TO DO: Make an exact copy, from the records below, of the lines from the line containing "Basketball game film review: mark the basketball hoop" to the line containing "Basketball game film review: mark the sneaker", both lines included, excluding pictures.

DATA SUPPLIED:
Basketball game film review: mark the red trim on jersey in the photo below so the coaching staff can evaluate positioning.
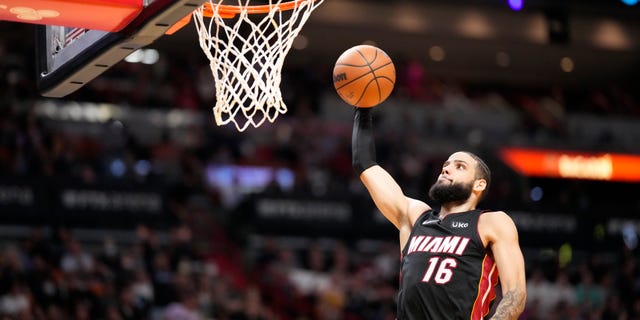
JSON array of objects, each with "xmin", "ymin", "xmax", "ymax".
[{"xmin": 470, "ymin": 255, "xmax": 498, "ymax": 320}]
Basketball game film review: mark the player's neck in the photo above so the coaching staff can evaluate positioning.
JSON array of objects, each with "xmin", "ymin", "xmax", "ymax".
[{"xmin": 439, "ymin": 201, "xmax": 476, "ymax": 219}]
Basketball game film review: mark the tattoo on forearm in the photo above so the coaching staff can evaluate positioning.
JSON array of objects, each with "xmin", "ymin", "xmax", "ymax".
[{"xmin": 490, "ymin": 289, "xmax": 526, "ymax": 320}]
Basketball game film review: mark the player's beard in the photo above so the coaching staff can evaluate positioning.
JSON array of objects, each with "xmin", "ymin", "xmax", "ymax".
[{"xmin": 428, "ymin": 179, "xmax": 474, "ymax": 206}]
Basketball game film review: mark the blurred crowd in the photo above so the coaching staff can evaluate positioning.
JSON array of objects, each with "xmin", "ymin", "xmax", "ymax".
[
  {"xmin": 2, "ymin": 23, "xmax": 640, "ymax": 320},
  {"xmin": 1, "ymin": 223, "xmax": 640, "ymax": 320}
]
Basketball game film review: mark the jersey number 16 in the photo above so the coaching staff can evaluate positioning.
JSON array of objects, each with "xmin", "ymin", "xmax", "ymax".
[{"xmin": 422, "ymin": 257, "xmax": 457, "ymax": 284}]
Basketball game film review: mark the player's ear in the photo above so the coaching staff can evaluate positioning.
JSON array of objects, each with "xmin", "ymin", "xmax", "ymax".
[{"xmin": 473, "ymin": 179, "xmax": 487, "ymax": 193}]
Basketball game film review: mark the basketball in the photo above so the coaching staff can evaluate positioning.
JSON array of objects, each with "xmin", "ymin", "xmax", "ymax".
[{"xmin": 333, "ymin": 45, "xmax": 396, "ymax": 108}]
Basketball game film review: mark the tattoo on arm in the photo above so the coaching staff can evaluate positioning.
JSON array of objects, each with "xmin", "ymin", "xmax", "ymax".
[{"xmin": 490, "ymin": 289, "xmax": 526, "ymax": 320}]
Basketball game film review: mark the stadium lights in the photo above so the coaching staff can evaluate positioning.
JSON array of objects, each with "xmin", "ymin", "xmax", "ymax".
[
  {"xmin": 124, "ymin": 49, "xmax": 160, "ymax": 65},
  {"xmin": 508, "ymin": 0, "xmax": 523, "ymax": 11}
]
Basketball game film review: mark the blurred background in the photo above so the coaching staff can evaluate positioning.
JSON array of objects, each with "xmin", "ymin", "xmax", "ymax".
[{"xmin": 1, "ymin": 0, "xmax": 640, "ymax": 319}]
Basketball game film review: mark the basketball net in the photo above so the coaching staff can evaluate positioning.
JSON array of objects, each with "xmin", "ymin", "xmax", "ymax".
[{"xmin": 193, "ymin": 0, "xmax": 324, "ymax": 132}]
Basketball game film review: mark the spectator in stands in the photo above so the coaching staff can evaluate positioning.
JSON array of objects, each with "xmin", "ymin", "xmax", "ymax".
[
  {"xmin": 526, "ymin": 268, "xmax": 555, "ymax": 316},
  {"xmin": 575, "ymin": 269, "xmax": 605, "ymax": 314},
  {"xmin": 548, "ymin": 270, "xmax": 576, "ymax": 312},
  {"xmin": 163, "ymin": 286, "xmax": 203, "ymax": 320}
]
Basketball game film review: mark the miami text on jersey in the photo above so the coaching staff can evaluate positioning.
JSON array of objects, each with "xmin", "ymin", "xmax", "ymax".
[{"xmin": 406, "ymin": 236, "xmax": 471, "ymax": 256}]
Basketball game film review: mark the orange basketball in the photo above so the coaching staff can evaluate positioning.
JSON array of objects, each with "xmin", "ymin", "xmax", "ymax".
[{"xmin": 333, "ymin": 45, "xmax": 396, "ymax": 108}]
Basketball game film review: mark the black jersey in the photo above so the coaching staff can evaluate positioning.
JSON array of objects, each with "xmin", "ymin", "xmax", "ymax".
[{"xmin": 397, "ymin": 209, "xmax": 498, "ymax": 320}]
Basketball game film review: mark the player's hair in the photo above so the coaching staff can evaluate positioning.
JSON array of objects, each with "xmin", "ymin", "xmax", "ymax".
[{"xmin": 464, "ymin": 151, "xmax": 491, "ymax": 201}]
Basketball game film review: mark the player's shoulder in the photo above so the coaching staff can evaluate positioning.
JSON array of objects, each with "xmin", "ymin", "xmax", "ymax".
[
  {"xmin": 479, "ymin": 210, "xmax": 509, "ymax": 217},
  {"xmin": 478, "ymin": 210, "xmax": 518, "ymax": 228},
  {"xmin": 478, "ymin": 210, "xmax": 519, "ymax": 235},
  {"xmin": 407, "ymin": 197, "xmax": 431, "ymax": 226},
  {"xmin": 477, "ymin": 210, "xmax": 520, "ymax": 245}
]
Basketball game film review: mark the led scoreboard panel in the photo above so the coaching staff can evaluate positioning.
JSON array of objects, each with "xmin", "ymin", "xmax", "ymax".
[{"xmin": 500, "ymin": 147, "xmax": 640, "ymax": 182}]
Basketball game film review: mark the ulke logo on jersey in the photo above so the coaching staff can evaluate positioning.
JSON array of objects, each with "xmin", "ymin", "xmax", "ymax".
[{"xmin": 451, "ymin": 221, "xmax": 469, "ymax": 228}]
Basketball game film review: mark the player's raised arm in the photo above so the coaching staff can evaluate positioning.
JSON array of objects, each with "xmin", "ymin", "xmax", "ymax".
[{"xmin": 352, "ymin": 107, "xmax": 430, "ymax": 243}]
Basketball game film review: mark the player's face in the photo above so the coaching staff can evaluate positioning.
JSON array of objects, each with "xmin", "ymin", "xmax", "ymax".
[{"xmin": 428, "ymin": 152, "xmax": 478, "ymax": 205}]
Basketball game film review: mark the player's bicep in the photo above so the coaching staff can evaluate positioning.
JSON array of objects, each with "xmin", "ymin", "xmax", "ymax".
[
  {"xmin": 493, "ymin": 230, "xmax": 526, "ymax": 292},
  {"xmin": 484, "ymin": 213, "xmax": 527, "ymax": 302},
  {"xmin": 360, "ymin": 165, "xmax": 426, "ymax": 229}
]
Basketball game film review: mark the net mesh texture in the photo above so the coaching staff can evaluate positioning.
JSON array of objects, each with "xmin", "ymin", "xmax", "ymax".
[{"xmin": 193, "ymin": 0, "xmax": 324, "ymax": 131}]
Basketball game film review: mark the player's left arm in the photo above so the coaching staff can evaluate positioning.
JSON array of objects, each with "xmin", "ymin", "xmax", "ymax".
[{"xmin": 479, "ymin": 211, "xmax": 527, "ymax": 320}]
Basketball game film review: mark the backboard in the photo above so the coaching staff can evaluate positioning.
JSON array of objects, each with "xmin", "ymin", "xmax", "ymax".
[
  {"xmin": 23, "ymin": 0, "xmax": 207, "ymax": 97},
  {"xmin": 3, "ymin": 0, "xmax": 325, "ymax": 131}
]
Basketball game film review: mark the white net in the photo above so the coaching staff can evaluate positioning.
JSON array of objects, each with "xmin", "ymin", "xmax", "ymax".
[{"xmin": 193, "ymin": 0, "xmax": 324, "ymax": 132}]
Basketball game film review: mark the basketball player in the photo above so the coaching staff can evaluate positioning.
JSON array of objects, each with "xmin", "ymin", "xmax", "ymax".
[{"xmin": 351, "ymin": 108, "xmax": 526, "ymax": 319}]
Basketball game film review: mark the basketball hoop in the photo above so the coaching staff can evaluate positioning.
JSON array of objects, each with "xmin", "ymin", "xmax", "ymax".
[{"xmin": 193, "ymin": 0, "xmax": 324, "ymax": 131}]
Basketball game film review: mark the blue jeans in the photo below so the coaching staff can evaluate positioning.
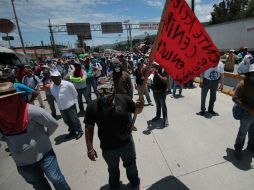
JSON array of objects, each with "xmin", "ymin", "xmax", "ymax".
[
  {"xmin": 86, "ymin": 77, "xmax": 98, "ymax": 103},
  {"xmin": 102, "ymin": 138, "xmax": 140, "ymax": 189},
  {"xmin": 60, "ymin": 104, "xmax": 83, "ymax": 134},
  {"xmin": 17, "ymin": 149, "xmax": 70, "ymax": 190},
  {"xmin": 172, "ymin": 81, "xmax": 183, "ymax": 95},
  {"xmin": 153, "ymin": 91, "xmax": 167, "ymax": 118},
  {"xmin": 234, "ymin": 112, "xmax": 254, "ymax": 151}
]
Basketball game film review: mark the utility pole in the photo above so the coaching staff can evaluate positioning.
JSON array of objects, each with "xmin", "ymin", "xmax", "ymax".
[
  {"xmin": 126, "ymin": 27, "xmax": 130, "ymax": 48},
  {"xmin": 191, "ymin": 0, "xmax": 195, "ymax": 12},
  {"xmin": 11, "ymin": 0, "xmax": 28, "ymax": 62},
  {"xmin": 6, "ymin": 33, "xmax": 11, "ymax": 48},
  {"xmin": 48, "ymin": 19, "xmax": 56, "ymax": 57},
  {"xmin": 128, "ymin": 23, "xmax": 133, "ymax": 52}
]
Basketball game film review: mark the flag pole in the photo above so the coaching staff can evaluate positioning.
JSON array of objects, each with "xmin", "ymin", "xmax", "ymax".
[{"xmin": 130, "ymin": 0, "xmax": 171, "ymax": 130}]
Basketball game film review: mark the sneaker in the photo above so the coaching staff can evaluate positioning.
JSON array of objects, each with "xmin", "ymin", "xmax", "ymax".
[
  {"xmin": 234, "ymin": 150, "xmax": 243, "ymax": 160},
  {"xmin": 76, "ymin": 132, "xmax": 84, "ymax": 140},
  {"xmin": 78, "ymin": 111, "xmax": 85, "ymax": 116},
  {"xmin": 51, "ymin": 113, "xmax": 57, "ymax": 119},
  {"xmin": 164, "ymin": 118, "xmax": 169, "ymax": 127},
  {"xmin": 247, "ymin": 145, "xmax": 254, "ymax": 153},
  {"xmin": 132, "ymin": 126, "xmax": 138, "ymax": 131},
  {"xmin": 152, "ymin": 116, "xmax": 160, "ymax": 121},
  {"xmin": 208, "ymin": 110, "xmax": 218, "ymax": 115},
  {"xmin": 171, "ymin": 94, "xmax": 176, "ymax": 98},
  {"xmin": 166, "ymin": 90, "xmax": 172, "ymax": 95},
  {"xmin": 196, "ymin": 111, "xmax": 205, "ymax": 116},
  {"xmin": 132, "ymin": 184, "xmax": 141, "ymax": 190},
  {"xmin": 149, "ymin": 102, "xmax": 154, "ymax": 106},
  {"xmin": 64, "ymin": 133, "xmax": 76, "ymax": 139}
]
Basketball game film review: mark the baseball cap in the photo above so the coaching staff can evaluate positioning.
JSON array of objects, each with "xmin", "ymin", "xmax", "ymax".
[
  {"xmin": 97, "ymin": 81, "xmax": 114, "ymax": 94},
  {"xmin": 50, "ymin": 70, "xmax": 61, "ymax": 77}
]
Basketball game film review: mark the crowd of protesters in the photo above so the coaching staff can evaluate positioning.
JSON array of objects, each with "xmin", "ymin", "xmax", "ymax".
[{"xmin": 0, "ymin": 44, "xmax": 254, "ymax": 190}]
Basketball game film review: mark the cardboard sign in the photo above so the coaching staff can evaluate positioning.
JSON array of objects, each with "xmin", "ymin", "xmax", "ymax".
[{"xmin": 154, "ymin": 0, "xmax": 220, "ymax": 85}]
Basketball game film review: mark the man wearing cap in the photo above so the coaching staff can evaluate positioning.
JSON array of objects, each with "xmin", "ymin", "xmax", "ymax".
[
  {"xmin": 50, "ymin": 70, "xmax": 84, "ymax": 140},
  {"xmin": 84, "ymin": 79, "xmax": 143, "ymax": 190},
  {"xmin": 237, "ymin": 47, "xmax": 250, "ymax": 63},
  {"xmin": 237, "ymin": 54, "xmax": 254, "ymax": 74},
  {"xmin": 22, "ymin": 65, "xmax": 45, "ymax": 108},
  {"xmin": 220, "ymin": 49, "xmax": 238, "ymax": 72},
  {"xmin": 233, "ymin": 64, "xmax": 254, "ymax": 160},
  {"xmin": 0, "ymin": 82, "xmax": 70, "ymax": 190},
  {"xmin": 197, "ymin": 61, "xmax": 224, "ymax": 116}
]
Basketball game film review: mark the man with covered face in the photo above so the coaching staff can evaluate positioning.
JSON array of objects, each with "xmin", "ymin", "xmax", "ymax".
[
  {"xmin": 112, "ymin": 58, "xmax": 133, "ymax": 99},
  {"xmin": 84, "ymin": 78, "xmax": 143, "ymax": 190},
  {"xmin": 0, "ymin": 82, "xmax": 70, "ymax": 190},
  {"xmin": 118, "ymin": 54, "xmax": 131, "ymax": 74}
]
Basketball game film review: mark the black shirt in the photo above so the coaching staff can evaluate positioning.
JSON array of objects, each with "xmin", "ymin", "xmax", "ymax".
[
  {"xmin": 152, "ymin": 69, "xmax": 168, "ymax": 92},
  {"xmin": 84, "ymin": 94, "xmax": 136, "ymax": 150},
  {"xmin": 134, "ymin": 69, "xmax": 144, "ymax": 85}
]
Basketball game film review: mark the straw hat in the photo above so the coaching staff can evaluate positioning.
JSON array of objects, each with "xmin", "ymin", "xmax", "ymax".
[{"xmin": 0, "ymin": 82, "xmax": 23, "ymax": 99}]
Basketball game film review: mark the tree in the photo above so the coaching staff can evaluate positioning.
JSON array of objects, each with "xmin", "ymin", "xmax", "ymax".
[
  {"xmin": 210, "ymin": 0, "xmax": 253, "ymax": 24},
  {"xmin": 245, "ymin": 0, "xmax": 254, "ymax": 17}
]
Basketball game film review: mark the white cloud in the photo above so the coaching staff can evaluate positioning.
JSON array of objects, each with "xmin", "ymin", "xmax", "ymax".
[
  {"xmin": 195, "ymin": 4, "xmax": 213, "ymax": 22},
  {"xmin": 144, "ymin": 0, "xmax": 163, "ymax": 8},
  {"xmin": 0, "ymin": 0, "xmax": 220, "ymax": 47}
]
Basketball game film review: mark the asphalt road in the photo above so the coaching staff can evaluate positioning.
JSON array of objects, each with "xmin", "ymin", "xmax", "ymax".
[{"xmin": 1, "ymin": 86, "xmax": 254, "ymax": 190}]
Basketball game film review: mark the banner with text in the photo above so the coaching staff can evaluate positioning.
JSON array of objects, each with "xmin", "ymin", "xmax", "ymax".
[{"xmin": 154, "ymin": 0, "xmax": 220, "ymax": 85}]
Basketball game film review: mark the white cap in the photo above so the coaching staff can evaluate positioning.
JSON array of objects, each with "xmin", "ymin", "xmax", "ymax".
[
  {"xmin": 229, "ymin": 49, "xmax": 235, "ymax": 53},
  {"xmin": 249, "ymin": 64, "xmax": 254, "ymax": 73},
  {"xmin": 244, "ymin": 54, "xmax": 253, "ymax": 64},
  {"xmin": 50, "ymin": 70, "xmax": 61, "ymax": 77}
]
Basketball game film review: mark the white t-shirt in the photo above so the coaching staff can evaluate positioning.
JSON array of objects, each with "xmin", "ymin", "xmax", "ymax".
[
  {"xmin": 50, "ymin": 80, "xmax": 77, "ymax": 110},
  {"xmin": 237, "ymin": 54, "xmax": 253, "ymax": 74},
  {"xmin": 94, "ymin": 62, "xmax": 102, "ymax": 77},
  {"xmin": 203, "ymin": 61, "xmax": 224, "ymax": 80}
]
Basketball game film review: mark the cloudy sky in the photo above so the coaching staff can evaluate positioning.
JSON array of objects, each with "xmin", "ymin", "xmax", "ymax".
[{"xmin": 0, "ymin": 0, "xmax": 220, "ymax": 48}]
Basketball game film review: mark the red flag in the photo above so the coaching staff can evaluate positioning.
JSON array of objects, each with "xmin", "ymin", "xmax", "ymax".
[{"xmin": 154, "ymin": 0, "xmax": 221, "ymax": 85}]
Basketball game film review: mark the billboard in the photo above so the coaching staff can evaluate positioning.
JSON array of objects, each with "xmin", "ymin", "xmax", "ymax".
[
  {"xmin": 101, "ymin": 22, "xmax": 123, "ymax": 34},
  {"xmin": 139, "ymin": 22, "xmax": 159, "ymax": 30},
  {"xmin": 66, "ymin": 23, "xmax": 91, "ymax": 35}
]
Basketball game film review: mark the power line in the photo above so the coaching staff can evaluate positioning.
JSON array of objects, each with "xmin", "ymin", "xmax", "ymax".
[{"xmin": 18, "ymin": 18, "xmax": 46, "ymax": 30}]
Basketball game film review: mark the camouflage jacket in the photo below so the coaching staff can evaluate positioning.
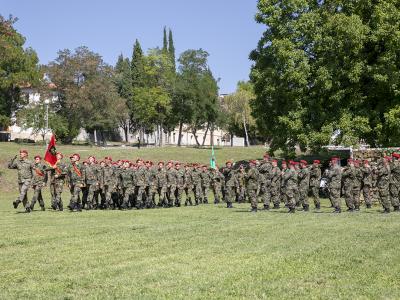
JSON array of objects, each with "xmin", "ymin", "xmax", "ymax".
[
  {"xmin": 103, "ymin": 164, "xmax": 115, "ymax": 186},
  {"xmin": 200, "ymin": 170, "xmax": 211, "ymax": 187},
  {"xmin": 309, "ymin": 166, "xmax": 321, "ymax": 187},
  {"xmin": 120, "ymin": 168, "xmax": 134, "ymax": 188},
  {"xmin": 191, "ymin": 169, "xmax": 202, "ymax": 185},
  {"xmin": 376, "ymin": 163, "xmax": 390, "ymax": 189},
  {"xmin": 32, "ymin": 162, "xmax": 47, "ymax": 185},
  {"xmin": 67, "ymin": 162, "xmax": 84, "ymax": 185},
  {"xmin": 327, "ymin": 165, "xmax": 342, "ymax": 189},
  {"xmin": 136, "ymin": 166, "xmax": 147, "ymax": 187},
  {"xmin": 8, "ymin": 157, "xmax": 33, "ymax": 183},
  {"xmin": 298, "ymin": 168, "xmax": 310, "ymax": 189},
  {"xmin": 184, "ymin": 169, "xmax": 193, "ymax": 186},
  {"xmin": 157, "ymin": 168, "xmax": 167, "ymax": 188},
  {"xmin": 361, "ymin": 166, "xmax": 373, "ymax": 187},
  {"xmin": 222, "ymin": 167, "xmax": 236, "ymax": 187},
  {"xmin": 176, "ymin": 168, "xmax": 185, "ymax": 186},
  {"xmin": 167, "ymin": 167, "xmax": 177, "ymax": 186},
  {"xmin": 85, "ymin": 163, "xmax": 99, "ymax": 185},
  {"xmin": 245, "ymin": 166, "xmax": 259, "ymax": 190},
  {"xmin": 282, "ymin": 169, "xmax": 297, "ymax": 190}
]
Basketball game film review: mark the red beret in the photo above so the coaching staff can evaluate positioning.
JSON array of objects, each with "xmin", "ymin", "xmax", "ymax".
[
  {"xmin": 384, "ymin": 156, "xmax": 392, "ymax": 161},
  {"xmin": 56, "ymin": 152, "xmax": 63, "ymax": 158},
  {"xmin": 104, "ymin": 156, "xmax": 112, "ymax": 161},
  {"xmin": 281, "ymin": 161, "xmax": 287, "ymax": 165},
  {"xmin": 392, "ymin": 153, "xmax": 400, "ymax": 159},
  {"xmin": 263, "ymin": 153, "xmax": 270, "ymax": 158},
  {"xmin": 226, "ymin": 160, "xmax": 233, "ymax": 164},
  {"xmin": 19, "ymin": 149, "xmax": 28, "ymax": 154},
  {"xmin": 300, "ymin": 160, "xmax": 307, "ymax": 165},
  {"xmin": 34, "ymin": 155, "xmax": 41, "ymax": 160},
  {"xmin": 272, "ymin": 159, "xmax": 278, "ymax": 163},
  {"xmin": 70, "ymin": 153, "xmax": 80, "ymax": 160},
  {"xmin": 313, "ymin": 160, "xmax": 320, "ymax": 164}
]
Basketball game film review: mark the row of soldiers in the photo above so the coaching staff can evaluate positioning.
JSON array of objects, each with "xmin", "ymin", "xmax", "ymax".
[{"xmin": 7, "ymin": 149, "xmax": 400, "ymax": 214}]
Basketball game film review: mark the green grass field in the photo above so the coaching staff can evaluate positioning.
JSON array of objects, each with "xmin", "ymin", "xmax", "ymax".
[{"xmin": 1, "ymin": 143, "xmax": 400, "ymax": 299}]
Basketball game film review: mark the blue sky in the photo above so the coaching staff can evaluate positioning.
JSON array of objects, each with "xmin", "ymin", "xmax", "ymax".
[{"xmin": 1, "ymin": 0, "xmax": 264, "ymax": 94}]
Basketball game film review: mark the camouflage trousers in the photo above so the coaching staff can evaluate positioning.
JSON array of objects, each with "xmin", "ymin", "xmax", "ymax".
[
  {"xmin": 15, "ymin": 181, "xmax": 31, "ymax": 209},
  {"xmin": 378, "ymin": 187, "xmax": 391, "ymax": 210},
  {"xmin": 148, "ymin": 185, "xmax": 157, "ymax": 206},
  {"xmin": 175, "ymin": 186, "xmax": 184, "ymax": 205},
  {"xmin": 136, "ymin": 186, "xmax": 147, "ymax": 207},
  {"xmin": 270, "ymin": 186, "xmax": 280, "ymax": 207},
  {"xmin": 247, "ymin": 188, "xmax": 258, "ymax": 209},
  {"xmin": 329, "ymin": 186, "xmax": 341, "ymax": 209},
  {"xmin": 202, "ymin": 186, "xmax": 209, "ymax": 202},
  {"xmin": 237, "ymin": 186, "xmax": 245, "ymax": 202},
  {"xmin": 260, "ymin": 184, "xmax": 271, "ymax": 206},
  {"xmin": 298, "ymin": 186, "xmax": 309, "ymax": 207},
  {"xmin": 31, "ymin": 184, "xmax": 45, "ymax": 209},
  {"xmin": 343, "ymin": 185, "xmax": 354, "ymax": 209},
  {"xmin": 212, "ymin": 184, "xmax": 222, "ymax": 203},
  {"xmin": 167, "ymin": 185, "xmax": 176, "ymax": 205},
  {"xmin": 389, "ymin": 183, "xmax": 400, "ymax": 208},
  {"xmin": 353, "ymin": 187, "xmax": 361, "ymax": 208},
  {"xmin": 52, "ymin": 180, "xmax": 64, "ymax": 210},
  {"xmin": 158, "ymin": 186, "xmax": 168, "ymax": 205},
  {"xmin": 309, "ymin": 185, "xmax": 320, "ymax": 206},
  {"xmin": 103, "ymin": 184, "xmax": 115, "ymax": 207},
  {"xmin": 122, "ymin": 186, "xmax": 135, "ymax": 208},
  {"xmin": 86, "ymin": 184, "xmax": 98, "ymax": 208},
  {"xmin": 283, "ymin": 188, "xmax": 296, "ymax": 209},
  {"xmin": 362, "ymin": 185, "xmax": 372, "ymax": 206},
  {"xmin": 70, "ymin": 184, "xmax": 82, "ymax": 207},
  {"xmin": 225, "ymin": 186, "xmax": 236, "ymax": 204},
  {"xmin": 193, "ymin": 184, "xmax": 203, "ymax": 201}
]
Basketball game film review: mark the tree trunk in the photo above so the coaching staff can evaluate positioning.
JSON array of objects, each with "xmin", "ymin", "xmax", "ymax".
[
  {"xmin": 243, "ymin": 114, "xmax": 250, "ymax": 147},
  {"xmin": 177, "ymin": 122, "xmax": 183, "ymax": 146},
  {"xmin": 192, "ymin": 129, "xmax": 200, "ymax": 146},
  {"xmin": 230, "ymin": 133, "xmax": 233, "ymax": 147},
  {"xmin": 201, "ymin": 122, "xmax": 210, "ymax": 146},
  {"xmin": 94, "ymin": 129, "xmax": 98, "ymax": 145},
  {"xmin": 159, "ymin": 124, "xmax": 163, "ymax": 147},
  {"xmin": 210, "ymin": 123, "xmax": 214, "ymax": 147}
]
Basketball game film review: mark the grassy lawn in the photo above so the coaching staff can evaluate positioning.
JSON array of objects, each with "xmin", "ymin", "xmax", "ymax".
[{"xmin": 1, "ymin": 143, "xmax": 400, "ymax": 299}]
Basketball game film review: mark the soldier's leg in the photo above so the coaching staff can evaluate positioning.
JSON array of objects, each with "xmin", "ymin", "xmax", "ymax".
[
  {"xmin": 30, "ymin": 185, "xmax": 40, "ymax": 210},
  {"xmin": 344, "ymin": 187, "xmax": 354, "ymax": 210},
  {"xmin": 50, "ymin": 183, "xmax": 57, "ymax": 209},
  {"xmin": 249, "ymin": 189, "xmax": 257, "ymax": 211},
  {"xmin": 389, "ymin": 184, "xmax": 400, "ymax": 210},
  {"xmin": 300, "ymin": 188, "xmax": 309, "ymax": 211},
  {"xmin": 331, "ymin": 188, "xmax": 341, "ymax": 212},
  {"xmin": 312, "ymin": 186, "xmax": 320, "ymax": 209},
  {"xmin": 271, "ymin": 188, "xmax": 280, "ymax": 209},
  {"xmin": 17, "ymin": 181, "xmax": 31, "ymax": 211},
  {"xmin": 379, "ymin": 189, "xmax": 391, "ymax": 213},
  {"xmin": 86, "ymin": 184, "xmax": 95, "ymax": 209},
  {"xmin": 363, "ymin": 186, "xmax": 371, "ymax": 208},
  {"xmin": 70, "ymin": 185, "xmax": 82, "ymax": 211},
  {"xmin": 203, "ymin": 187, "xmax": 209, "ymax": 203},
  {"xmin": 55, "ymin": 182, "xmax": 64, "ymax": 211},
  {"xmin": 285, "ymin": 189, "xmax": 296, "ymax": 213}
]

TASK SOLUTION:
Basketball game film review: mark the basketball hoop in the photo above so the coaching staff can evaluate positioning.
JSON array of objects, each with "xmin", "ymin", "xmax", "ymax".
[{"xmin": 193, "ymin": 0, "xmax": 324, "ymax": 131}]
Basketball game film review: mark the blue jeans in the photo below so the coaching staff can evaluate positioning.
JSON array of objects, each with "xmin", "ymin", "xmax", "ymax".
[
  {"xmin": 86, "ymin": 77, "xmax": 98, "ymax": 103},
  {"xmin": 102, "ymin": 138, "xmax": 140, "ymax": 189},
  {"xmin": 60, "ymin": 104, "xmax": 83, "ymax": 134},
  {"xmin": 17, "ymin": 149, "xmax": 70, "ymax": 190},
  {"xmin": 172, "ymin": 81, "xmax": 183, "ymax": 95},
  {"xmin": 153, "ymin": 91, "xmax": 167, "ymax": 118},
  {"xmin": 234, "ymin": 112, "xmax": 254, "ymax": 151}
]
Basketball game film review: mark the utility pole in the photo above so the coaching staff can evaluate positioning.
JSON array of objects, each with "xmin", "ymin", "xmax", "ymax".
[
  {"xmin": 126, "ymin": 27, "xmax": 130, "ymax": 48},
  {"xmin": 191, "ymin": 0, "xmax": 195, "ymax": 12},
  {"xmin": 11, "ymin": 0, "xmax": 28, "ymax": 62},
  {"xmin": 6, "ymin": 33, "xmax": 11, "ymax": 48},
  {"xmin": 48, "ymin": 19, "xmax": 56, "ymax": 57},
  {"xmin": 128, "ymin": 23, "xmax": 133, "ymax": 52}
]
Basketball game film review: mark the flag pole in the photo above so the coaching staff can evaluate positioning.
JSON array of objects, each with "xmin", "ymin", "xmax", "ymax".
[{"xmin": 130, "ymin": 0, "xmax": 171, "ymax": 130}]
Basketball game film review: mark the sneaker in the photo above so the coaching staff can evaluate positioning.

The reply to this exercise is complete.